* _Passage given_
---
FIG. 1 illustrates a schematic diagram of a system 100 for drilling operations. It should be noted that the system 100 can also include a system for pumping operations, or other operations. The system 100 includes a drilling rig 102 located at a surface 104 of a well. The drilling rig 102 provides support for a down hole apparatus, including a drill string 108. The drill string 108 penetrates a rotary table 110 for drilling a borehole 112 through subsurface formations 114. The drill string 108 includes a Kelly 116 (in the upper portion), a drill pipe 118 and a bottom hole assembly 120 (located at the lower portion of the drill pipe 118). The bottom hole assembly 120 may include drill collars 122, a downhole tool 124 and a drill bit 126. The downhole tool 124 may be any of a number of different types of tools including measurement-while-drilling (MWD) tools, logging-while-drilling (LWD) tools, etc.

During drilling operations, the drill string 108 (including the Kelly 116, the drill pipe 118 and the bottom hole assembly 120) may be rotated by the rotary table 110. In addition or alternative to such rotation, the bottom hole assembly 120 may also be rotated by a motor that is downhole. The drill collars 122 may be used to add weight to the drill bit 126. The drill collars 122 also optionally stiffen the bottom hole assembly 120 allowing the bottom hole assembly 120 to transfer the weight to the drill bit 126. The weight provided by the drill collars 122 also assists the drill bit 126 in the penetration of the surface 104 and the subsurface formations 114.
---
* _Dataset records_
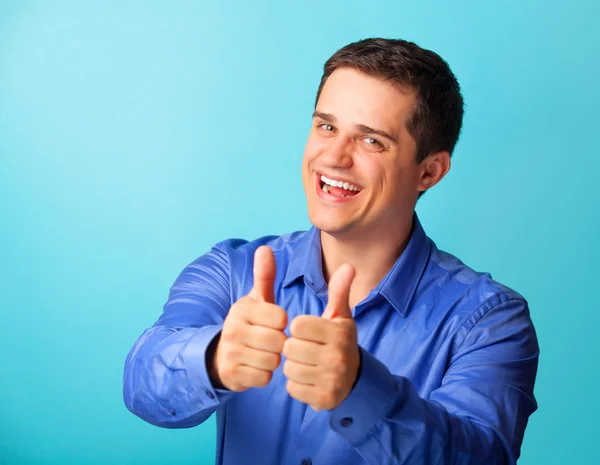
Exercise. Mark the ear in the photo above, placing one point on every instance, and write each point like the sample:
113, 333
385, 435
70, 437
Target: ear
432, 169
---
* _To-do list_
a - Copy out all of the rows on marking the ear again, requests included, but shift each point coordinate in the answers by adding 112. Leave out the pictures, and keep the sample coordinates in the requests unchanged.
b - Write what comes next in the passage on the drilling system, picking up after its last sentence.

* _Exercise results_
a -
Exercise. Mark the ear in the photo above, placing one point on every instance, and write each point like the sample:
113, 333
385, 435
70, 437
Target: ear
544, 281

b -
During drilling operations, a mud pump 132 optionally pumps drilling fluid, for example, drilling mud, from a mud pit 134 through a hose 136 into the drill pipe 118 down to the drill bit 126. The drilling fluid can flow out from the drill bit 126 and return back to the surface through an annular area 140 between the drill pipe 118 and the sides of the borehole 112. The drilling fluid may then be returned to the mud pit 134, for example via pipe 137, and the fluid is filtered.

The downhole tool 124 may include one to a number of different sensors 145, which monitor different downhole parameters and generate data that is stored within one or more different storage mediums within the downhole tool 124 and communicated to the surface. The type of downhole tool 124 and the type of sensors 145 thereon may be dependent on the type of downhole parameters being measured. Such parameters may include the downhole temperature and pressure, the various characteristics of the subsurface formations (such as resistivity, radiation, density, porosity, etc.), the characteristics of the borehole (e.g., size, shape, etc.), etc. Further, and as will be discuss in greater detail later, the downhole tool 124 can include one or more fluid identification sensors for measuring a changing concentration of a tracer solution that is injected into the formation.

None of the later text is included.